- [Work instruction] For this listing, the lines between the one holding "Mark the sky." and the one holding "Mark the cloudy sky.", inclusive, must be set down exactly.

- [Data listing]
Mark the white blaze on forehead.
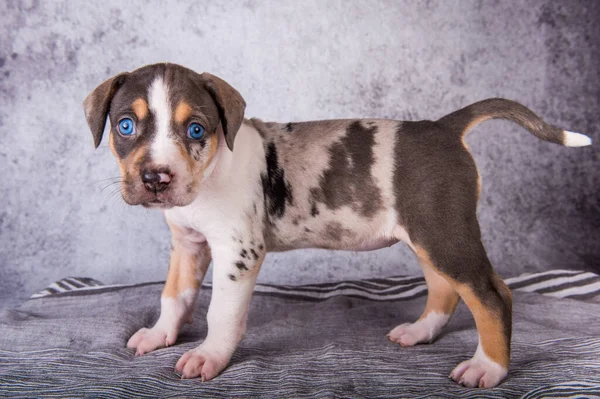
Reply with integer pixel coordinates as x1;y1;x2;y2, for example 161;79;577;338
148;76;178;165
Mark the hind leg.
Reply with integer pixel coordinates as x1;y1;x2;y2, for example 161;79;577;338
390;126;512;387
413;238;512;388
388;253;460;346
446;265;512;388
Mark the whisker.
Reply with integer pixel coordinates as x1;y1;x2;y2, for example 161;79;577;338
94;176;123;184
100;181;122;193
109;190;126;207
104;187;123;205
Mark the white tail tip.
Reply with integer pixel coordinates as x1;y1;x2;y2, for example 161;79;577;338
563;131;592;147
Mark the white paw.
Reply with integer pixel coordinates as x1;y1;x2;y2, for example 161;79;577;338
388;323;425;346
127;295;196;355
449;346;508;388
127;324;179;355
387;312;449;347
175;344;231;381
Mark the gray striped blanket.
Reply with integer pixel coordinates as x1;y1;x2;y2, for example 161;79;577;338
1;269;599;398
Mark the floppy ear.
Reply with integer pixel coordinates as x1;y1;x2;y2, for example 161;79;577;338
83;73;128;148
201;73;246;151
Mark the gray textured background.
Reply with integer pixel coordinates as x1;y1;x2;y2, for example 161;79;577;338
1;0;598;310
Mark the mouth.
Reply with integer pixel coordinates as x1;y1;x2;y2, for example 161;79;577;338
122;181;192;209
141;198;173;209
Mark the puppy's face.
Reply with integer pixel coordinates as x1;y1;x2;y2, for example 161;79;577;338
83;64;245;208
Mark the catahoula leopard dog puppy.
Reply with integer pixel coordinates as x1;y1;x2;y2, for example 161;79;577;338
83;63;591;388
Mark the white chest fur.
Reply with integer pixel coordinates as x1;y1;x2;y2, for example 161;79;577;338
164;124;266;247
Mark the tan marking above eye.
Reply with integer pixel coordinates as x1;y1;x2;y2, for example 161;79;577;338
132;98;148;120
174;101;192;125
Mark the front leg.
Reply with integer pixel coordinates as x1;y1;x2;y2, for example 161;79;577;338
127;221;211;355
175;242;265;381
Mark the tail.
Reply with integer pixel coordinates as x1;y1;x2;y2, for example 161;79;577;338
437;98;592;147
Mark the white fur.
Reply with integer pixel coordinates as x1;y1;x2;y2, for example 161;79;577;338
163;123;266;378
388;311;450;346
392;225;415;252
449;337;508;388
153;288;198;334
563;130;592;147
127;288;199;354
165;123;265;242
148;77;179;166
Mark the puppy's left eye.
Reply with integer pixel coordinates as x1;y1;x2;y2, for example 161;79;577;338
187;123;205;140
118;118;135;136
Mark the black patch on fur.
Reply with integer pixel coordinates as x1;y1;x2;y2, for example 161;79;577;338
258;244;264;251
190;144;204;161
261;142;293;218
310;121;382;217
324;222;347;241
250;249;259;260
310;202;319;217
285;122;295;132
304;227;311;233
235;261;248;271
229;274;237;281
240;249;248;258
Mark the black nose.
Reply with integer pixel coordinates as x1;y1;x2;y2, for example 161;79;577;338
141;169;172;193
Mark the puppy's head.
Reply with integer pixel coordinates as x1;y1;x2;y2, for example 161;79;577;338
83;63;245;208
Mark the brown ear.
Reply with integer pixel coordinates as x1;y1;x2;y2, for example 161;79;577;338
83;73;128;148
201;73;246;151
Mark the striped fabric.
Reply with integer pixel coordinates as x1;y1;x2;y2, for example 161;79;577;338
521;382;600;399
30;277;104;298
0;269;597;398
31;269;600;302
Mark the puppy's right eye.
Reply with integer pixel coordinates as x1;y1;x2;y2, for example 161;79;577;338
187;123;205;140
118;118;135;136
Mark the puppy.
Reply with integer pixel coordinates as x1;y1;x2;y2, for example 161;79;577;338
83;63;591;388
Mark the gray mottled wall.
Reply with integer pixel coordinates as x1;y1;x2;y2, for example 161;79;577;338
1;0;598;309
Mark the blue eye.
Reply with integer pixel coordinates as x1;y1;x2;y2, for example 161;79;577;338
118;118;135;135
187;123;205;140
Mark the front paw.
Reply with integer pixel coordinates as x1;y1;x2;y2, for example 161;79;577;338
127;325;179;355
175;344;231;381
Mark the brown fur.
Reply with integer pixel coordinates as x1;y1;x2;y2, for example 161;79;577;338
132;98;148;120
416;249;460;318
123;145;148;178
454;280;512;367
164;221;212;299
174;101;192;125
108;132;125;176
416;245;511;368
438;98;565;144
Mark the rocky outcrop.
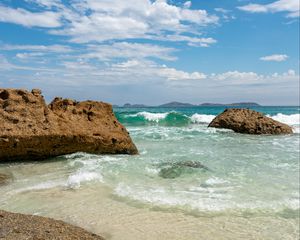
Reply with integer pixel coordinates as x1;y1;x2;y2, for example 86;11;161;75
208;108;293;134
0;88;138;161
0;210;104;239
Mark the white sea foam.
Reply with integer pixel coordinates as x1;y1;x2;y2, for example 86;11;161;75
12;180;65;194
268;113;300;126
190;114;216;124
131;112;168;122
114;182;299;212
205;177;229;186
67;171;103;189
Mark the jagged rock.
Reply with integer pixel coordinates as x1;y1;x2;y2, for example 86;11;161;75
208;108;293;134
0;88;138;161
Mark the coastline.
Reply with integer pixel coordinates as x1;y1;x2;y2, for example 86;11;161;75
1;183;298;240
0;104;299;240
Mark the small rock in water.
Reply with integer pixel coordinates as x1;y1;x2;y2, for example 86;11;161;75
0;173;12;185
158;161;209;179
177;161;210;171
159;166;183;179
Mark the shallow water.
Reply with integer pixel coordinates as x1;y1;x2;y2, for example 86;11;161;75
0;106;299;239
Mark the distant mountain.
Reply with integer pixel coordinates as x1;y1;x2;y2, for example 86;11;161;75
120;102;261;108
200;103;224;106
200;102;261;107
123;103;149;108
158;101;195;108
227;102;261;107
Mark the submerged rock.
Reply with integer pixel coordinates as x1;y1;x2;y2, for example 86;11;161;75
0;173;11;185
208;108;293;135
0;210;104;239
176;161;210;171
0;88;138;161
159;161;209;179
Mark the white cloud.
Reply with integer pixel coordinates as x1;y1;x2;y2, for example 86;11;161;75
0;1;219;47
183;1;192;9
209;69;298;86
260;54;289;62
48;0;218;45
82;42;177;61
214;8;230;14
110;59;206;83
16;52;45;59
0;44;73;53
238;0;300;18
0;6;61;27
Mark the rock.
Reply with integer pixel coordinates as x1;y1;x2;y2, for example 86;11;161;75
208;108;293;134
159;161;209;179
0;210;104;239
177;161;210;171
0;173;11;185
159;166;183;179
0;88;138;161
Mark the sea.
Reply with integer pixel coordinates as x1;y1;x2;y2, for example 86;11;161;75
0;106;299;240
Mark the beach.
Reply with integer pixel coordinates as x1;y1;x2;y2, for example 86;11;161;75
0;106;299;239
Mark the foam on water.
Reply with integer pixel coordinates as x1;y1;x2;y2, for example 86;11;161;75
190;114;216;123
67;171;103;189
268;113;300;126
0;106;299;235
130;112;168;122
114;182;298;212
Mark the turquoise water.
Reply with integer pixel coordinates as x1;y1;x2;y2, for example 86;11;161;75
0;106;299;239
111;106;300;213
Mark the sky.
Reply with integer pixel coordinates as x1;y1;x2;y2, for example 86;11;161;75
0;0;299;105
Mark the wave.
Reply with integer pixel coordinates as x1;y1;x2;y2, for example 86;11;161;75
117;111;213;126
190;114;216;124
67;171;103;189
117;111;299;130
268;113;300;126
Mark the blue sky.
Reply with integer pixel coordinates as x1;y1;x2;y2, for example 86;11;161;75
0;0;299;105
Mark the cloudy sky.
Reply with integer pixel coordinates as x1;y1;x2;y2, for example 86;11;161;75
0;0;299;105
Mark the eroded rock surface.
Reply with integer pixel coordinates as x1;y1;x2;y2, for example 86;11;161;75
208;108;293;134
0;88;138;161
0;210;104;240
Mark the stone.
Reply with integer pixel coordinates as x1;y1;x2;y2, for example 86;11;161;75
0;210;104;240
0;88;138;161
208;108;293;134
158;161;209;179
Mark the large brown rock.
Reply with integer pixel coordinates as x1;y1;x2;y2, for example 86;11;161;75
208;108;293;134
0;88;138;161
0;210;104;239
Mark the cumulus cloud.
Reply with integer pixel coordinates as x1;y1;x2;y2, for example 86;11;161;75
0;0;221;51
238;0;300;18
260;54;289;62
0;0;218;46
0;6;61;27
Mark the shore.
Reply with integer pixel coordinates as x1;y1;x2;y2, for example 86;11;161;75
0;209;104;240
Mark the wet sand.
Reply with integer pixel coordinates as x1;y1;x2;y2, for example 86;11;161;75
1;183;298;240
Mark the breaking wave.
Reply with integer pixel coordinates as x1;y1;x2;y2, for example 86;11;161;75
116;111;299;130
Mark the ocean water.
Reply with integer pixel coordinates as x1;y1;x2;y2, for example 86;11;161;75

- [Exercise response]
Mark the sky.
Reply with integer pixel coordinates as x1;y1;x2;y2, for example 86;11;161;75
0;0;299;105
Mark the wave.
Reply with integer pixel coordinates as x1;y1;x2;y2, for example 86;11;161;75
117;111;213;126
190;114;216;124
67;171;103;189
117;111;299;130
268;113;300;126
Mark the blue sky.
Reply with integer pixel coordinates as x1;y1;x2;y2, for example 86;11;161;75
0;0;299;105
Mark the cloudy sky.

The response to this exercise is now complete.